Hello,
I am 39 yrs. old with an off the chart ADHD diagnosis I received almost three years ago. To add to the struggle, I also have a slight manic aspect to it all. After a few trial and errors, I am on Concerta and Trileptal with very good results.
It's been a long journey just to get my life moving outside of the same cycles and routines. I feel like I've lived a million lives since I was four. People are shocked that I've been saying and doing the same thing since I was four...an artist whose been working on the same art installation. Each art project gets bigger and more complex each time I learn a new creative field. I scare myself as I know I will absorb anything that operates in a process or system with fervor. I will obsess visually as I link the patterns before me. Then I will connect it all and incorporate it into my art.
At 36, when I started to refer to everything...even people as, "components" to x,y or z system and couldn't stop my mind from racing to connect and link everything I knew there was something seriously wrong. I started to feel like a machine and going crazy. I couldn't see people anymore just patterns of behavior. I couldn't feel anything just stimulation at the time and days later processing what it meant. I was operating on two brain platforms and could not connect the dots which just led the manic behavior to accelerate.
————————
Write out the ADHD post from "At 36, when" to "behavior to accelerate.". The records have no connection to the post above.
————————
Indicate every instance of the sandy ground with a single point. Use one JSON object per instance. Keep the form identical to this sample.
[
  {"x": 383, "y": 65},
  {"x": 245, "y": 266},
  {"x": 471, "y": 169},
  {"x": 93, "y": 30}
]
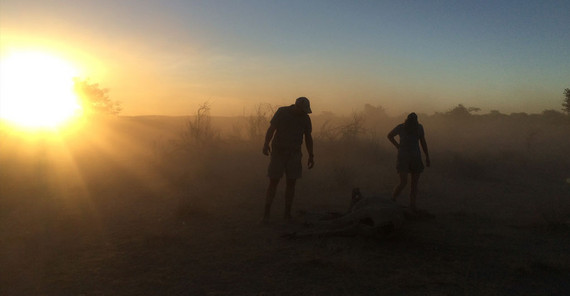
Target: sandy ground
[{"x": 105, "y": 226}]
————————
### Answer space
At 36, when I started to refer to everything...even people as, "components" to x,y or z system and couldn't stop my mind from racing to connect and link everything I knew there was something seriously wrong. I started to feel like a machine and going crazy. I couldn't see people anymore just patterns of behavior. I couldn't feel anything just stimulation at the time and days later processing what it meant. I was operating on two brain platforms and could not connect the dots which just led the manic behavior to accelerate.